» TASKS TO CARRY OUT:
a - According to the Pd sequencer message, which keyboard shortcut re-sorts the notes?
b - Decide whether each statement below agrees with the Pd sequencer message, answering yes or no and quoting the deciding words: (i) the sequencer comes with a library of about 40 supporting abstractions; (ii) the working model in [STRUCTHAUSEN] uses Phil Stone's [polywavesynth]; (iii) notes are deleted by holding shift and clicking on them.

» SUPPLIED TEXT:
----------

[PD] sequencer app for osx

Luke Iannini lukexipd at gmail.com
Sun Aug 10 09:23:10 CEST 2008


Haha, well, perhaps I was overoptimistic about the state of the
sequencer.  There seem to be some bugs in it that I "fixed" already
rearing their heads... I haven't touched it in long enough that I
can't fix them deftly so here it is anyways.  Perhaps you can still
get the idea.

Also, this is a bit like showing you my time machine... it's got a lot
of work inside it so it comes with a nice library of 40 or so
supporting abstractions : ).  The sequencer itself is
[sft.structhausen] and a working model using Phil Stone's
[polywavesynth] is in [STRUCTHAUSEN].

Click the big "OPEN" button to open the piano roll.  Inside
[sft.structhausen] you'll find [pd keycommands] which give a few
shortcuts.  For troubleshooting, one you may need often is "shift-s"
to re-sort the notes and "shift-z" to fix up Z-ordering.  You can
either click the "record" button to record notes (I included a
computer-keyboard to piano-keyboard), or, there's always a single note
in the lower-left of the piano roll you can "clone" by option-dragging
(and then you'll experience the annoying mouse-drag behavior).  The
"prefs" button on the GOP will let you switch on drag-modifiable
velocity displays for each note.  You can delete notes by holding
option and hovering over the lower-left corner of a note until you see
the "X".

Anyway, everything I said is in there in some form or another, and
I'll keep you up to date as I get it to a more usable state.

----------

(Entries from a pointing dataset)
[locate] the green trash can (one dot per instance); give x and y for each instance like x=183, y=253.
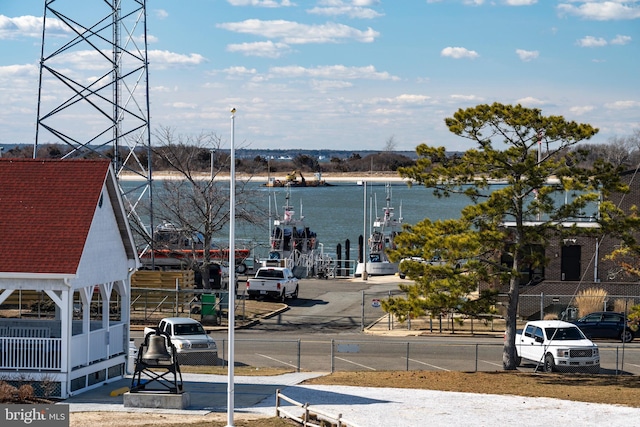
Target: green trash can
x=208, y=311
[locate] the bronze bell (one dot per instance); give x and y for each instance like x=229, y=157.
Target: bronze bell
x=156, y=350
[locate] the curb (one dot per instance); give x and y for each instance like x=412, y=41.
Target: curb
x=253, y=322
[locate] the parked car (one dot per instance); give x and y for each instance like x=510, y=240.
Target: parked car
x=193, y=344
x=606, y=324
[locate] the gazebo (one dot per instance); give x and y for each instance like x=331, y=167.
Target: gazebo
x=66, y=259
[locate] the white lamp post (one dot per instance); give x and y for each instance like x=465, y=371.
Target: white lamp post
x=232, y=276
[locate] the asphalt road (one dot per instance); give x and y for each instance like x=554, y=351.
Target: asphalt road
x=322, y=332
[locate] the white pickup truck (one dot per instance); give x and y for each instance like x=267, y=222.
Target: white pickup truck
x=557, y=345
x=274, y=282
x=193, y=345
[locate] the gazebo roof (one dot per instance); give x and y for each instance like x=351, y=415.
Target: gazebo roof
x=46, y=210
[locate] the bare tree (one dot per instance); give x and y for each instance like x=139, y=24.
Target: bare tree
x=196, y=200
x=390, y=144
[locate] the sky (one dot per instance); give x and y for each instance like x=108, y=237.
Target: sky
x=350, y=74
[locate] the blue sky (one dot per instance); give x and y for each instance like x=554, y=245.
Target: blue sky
x=351, y=74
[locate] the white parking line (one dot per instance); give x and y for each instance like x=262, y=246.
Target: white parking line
x=357, y=364
x=429, y=365
x=277, y=360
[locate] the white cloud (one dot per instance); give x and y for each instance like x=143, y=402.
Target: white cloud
x=404, y=99
x=602, y=10
x=582, y=109
x=16, y=71
x=622, y=105
x=619, y=39
x=530, y=101
x=328, y=85
x=295, y=33
x=161, y=13
x=527, y=55
x=240, y=71
x=590, y=41
x=465, y=98
x=30, y=26
x=266, y=49
x=331, y=72
x=160, y=59
x=458, y=53
x=520, y=2
x=260, y=3
x=357, y=9
x=183, y=105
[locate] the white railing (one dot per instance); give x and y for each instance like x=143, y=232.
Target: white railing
x=30, y=353
x=308, y=416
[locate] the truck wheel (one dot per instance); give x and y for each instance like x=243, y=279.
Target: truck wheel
x=549, y=363
x=241, y=268
x=626, y=336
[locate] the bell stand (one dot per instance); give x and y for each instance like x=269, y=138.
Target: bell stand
x=162, y=381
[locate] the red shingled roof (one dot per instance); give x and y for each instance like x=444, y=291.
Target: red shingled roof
x=46, y=208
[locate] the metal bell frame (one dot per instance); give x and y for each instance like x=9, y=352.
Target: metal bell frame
x=147, y=376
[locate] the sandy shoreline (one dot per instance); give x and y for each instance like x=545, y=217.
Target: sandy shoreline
x=337, y=177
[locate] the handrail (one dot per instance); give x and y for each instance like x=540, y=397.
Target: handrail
x=309, y=415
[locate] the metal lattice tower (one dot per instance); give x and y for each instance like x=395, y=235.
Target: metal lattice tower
x=93, y=93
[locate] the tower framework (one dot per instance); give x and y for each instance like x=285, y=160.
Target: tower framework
x=93, y=94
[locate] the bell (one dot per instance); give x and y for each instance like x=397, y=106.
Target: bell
x=156, y=350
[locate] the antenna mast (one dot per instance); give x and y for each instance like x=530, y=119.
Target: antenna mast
x=93, y=93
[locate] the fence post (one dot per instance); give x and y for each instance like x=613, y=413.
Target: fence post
x=362, y=322
x=476, y=358
x=407, y=355
x=332, y=366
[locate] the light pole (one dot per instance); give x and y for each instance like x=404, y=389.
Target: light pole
x=365, y=275
x=232, y=276
x=212, y=151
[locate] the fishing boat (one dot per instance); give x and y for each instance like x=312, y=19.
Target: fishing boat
x=296, y=179
x=384, y=230
x=177, y=247
x=294, y=245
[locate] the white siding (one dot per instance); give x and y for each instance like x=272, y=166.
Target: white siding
x=104, y=258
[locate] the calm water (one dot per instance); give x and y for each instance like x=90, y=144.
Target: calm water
x=336, y=213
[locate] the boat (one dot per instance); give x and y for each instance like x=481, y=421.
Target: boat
x=294, y=245
x=385, y=229
x=292, y=180
x=176, y=247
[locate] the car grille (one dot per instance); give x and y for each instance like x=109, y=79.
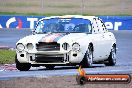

----------

» FINAL RESULTS:
a - "shift-s"

b -
(i) Yes: "a nice library of 40 or so supporting abstractions"
(ii) Yes: "a working model using Phil Stone's [polywavesynth] is in [STRUCTHAUSEN]"
(iii) No: "You can delete notes by holding option and hovering over the lower-left corner of a note until you see the "X"."